▶ [Exercise description]: Please convert every line of the rows below into a Markdown table with two columns, "No" for the row number and "Line" for the line itself, skipping any blank lines.

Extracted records
######

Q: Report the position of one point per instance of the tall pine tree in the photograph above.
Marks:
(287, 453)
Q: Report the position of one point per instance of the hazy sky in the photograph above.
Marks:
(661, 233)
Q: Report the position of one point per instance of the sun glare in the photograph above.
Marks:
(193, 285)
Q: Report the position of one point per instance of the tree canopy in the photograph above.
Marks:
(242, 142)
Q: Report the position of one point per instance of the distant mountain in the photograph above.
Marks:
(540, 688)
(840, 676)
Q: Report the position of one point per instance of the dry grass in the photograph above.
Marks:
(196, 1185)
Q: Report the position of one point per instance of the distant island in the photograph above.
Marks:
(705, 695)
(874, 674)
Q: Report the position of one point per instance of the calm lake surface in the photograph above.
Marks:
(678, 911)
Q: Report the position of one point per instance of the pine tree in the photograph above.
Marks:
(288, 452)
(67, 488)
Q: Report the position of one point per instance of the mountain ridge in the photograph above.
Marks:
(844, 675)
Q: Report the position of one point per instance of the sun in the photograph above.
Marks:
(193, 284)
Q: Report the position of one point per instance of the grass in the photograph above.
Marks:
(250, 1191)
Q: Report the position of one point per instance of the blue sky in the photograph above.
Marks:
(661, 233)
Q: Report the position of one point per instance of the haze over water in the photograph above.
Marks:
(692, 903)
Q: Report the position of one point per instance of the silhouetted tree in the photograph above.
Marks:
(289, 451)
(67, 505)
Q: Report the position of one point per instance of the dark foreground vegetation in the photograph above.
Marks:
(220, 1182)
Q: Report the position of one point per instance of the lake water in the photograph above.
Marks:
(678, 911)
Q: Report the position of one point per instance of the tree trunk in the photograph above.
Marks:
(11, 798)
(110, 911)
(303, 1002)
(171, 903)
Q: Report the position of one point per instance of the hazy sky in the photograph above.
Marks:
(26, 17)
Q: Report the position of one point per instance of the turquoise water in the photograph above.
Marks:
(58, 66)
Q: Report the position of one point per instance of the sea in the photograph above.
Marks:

######

▶ [Expected answer]:
| No | Line |
|---|---|
| 1 | Q: Report the position of one point per instance of the tall pine tree in the photograph above. |
| 2 | Marks: |
| 3 | (287, 453) |
| 4 | Q: Report the position of one point per instance of the hazy sky in the photograph above. |
| 5 | Marks: |
| 6 | (661, 233) |
| 7 | Q: Report the position of one point per instance of the sun glare in the photograph above. |
| 8 | Marks: |
| 9 | (193, 285) |
| 10 | Q: Report the position of one point per instance of the tree canopy in the photograph above. |
| 11 | Marks: |
| 12 | (242, 142) |
| 13 | Q: Report the position of one point per instance of the distant mountain in the photograph above. |
| 14 | Marks: |
| 15 | (540, 688) |
| 16 | (840, 676) |
| 17 | Q: Report the position of one point per instance of the dry grass in the photograph above. |
| 18 | Marks: |
| 19 | (196, 1185) |
| 20 | Q: Report the position of one point per instance of the distant island in the photograph above. |
| 21 | Marks: |
| 22 | (705, 695) |
| 23 | (874, 674) |
| 24 | Q: Report the position of one point per instance of the calm lake surface in the photograph above. |
| 25 | Marks: |
| 26 | (678, 911) |
| 27 | Q: Report the position of one point per instance of the pine tree in the photograph above. |
| 28 | Marks: |
| 29 | (288, 452) |
| 30 | (67, 488) |
| 31 | Q: Report the position of one point per instance of the mountain ridge in the photograph above. |
| 32 | Marks: |
| 33 | (844, 675) |
| 34 | Q: Report the position of one point per instance of the sun in the photograph above. |
| 35 | Marks: |
| 36 | (193, 284) |
| 37 | Q: Report the position of one point per instance of the grass in the photograph above. |
| 38 | Marks: |
| 39 | (250, 1191) |
| 40 | Q: Report the position of one point per instance of the blue sky in the photograph above. |
| 41 | Marks: |
| 42 | (661, 233) |
| 43 | Q: Report the position of one point per instance of the haze over water in the photograph above. |
| 44 | Marks: |
| 45 | (692, 903) |
| 46 | Q: Report the position of one point per instance of the silhouetted tree in the photograph above. |
| 47 | Marks: |
| 48 | (289, 451) |
| 49 | (67, 505) |
| 50 | Q: Report the position of one point per instance of the dark foreground vegetation in the photograph above. |
| 51 | Marks: |
| 52 | (220, 1182) |
| 53 | Q: Report the position of one point per instance of the lake water in the photograph above. |
| 54 | Marks: |
| 55 | (678, 911) |
| 56 | Q: Report the position of one point per instance of the tree trunk in the photograph above. |
| 57 | Marks: |
| 58 | (11, 798) |
| 59 | (110, 911) |
| 60 | (303, 1002) |
| 61 | (171, 903) |
| 62 | Q: Report the position of one point per instance of the hazy sky in the photograph above. |
| 63 | Marks: |
| 64 | (26, 17) |
| 65 | Q: Report the position of one point per instance of the turquoise water in the photograph above. |
| 66 | Marks: |
| 67 | (58, 66) |
| 68 | Q: Report the position of one point per instance of the sea in the photograph above. |
| 69 | Marks: |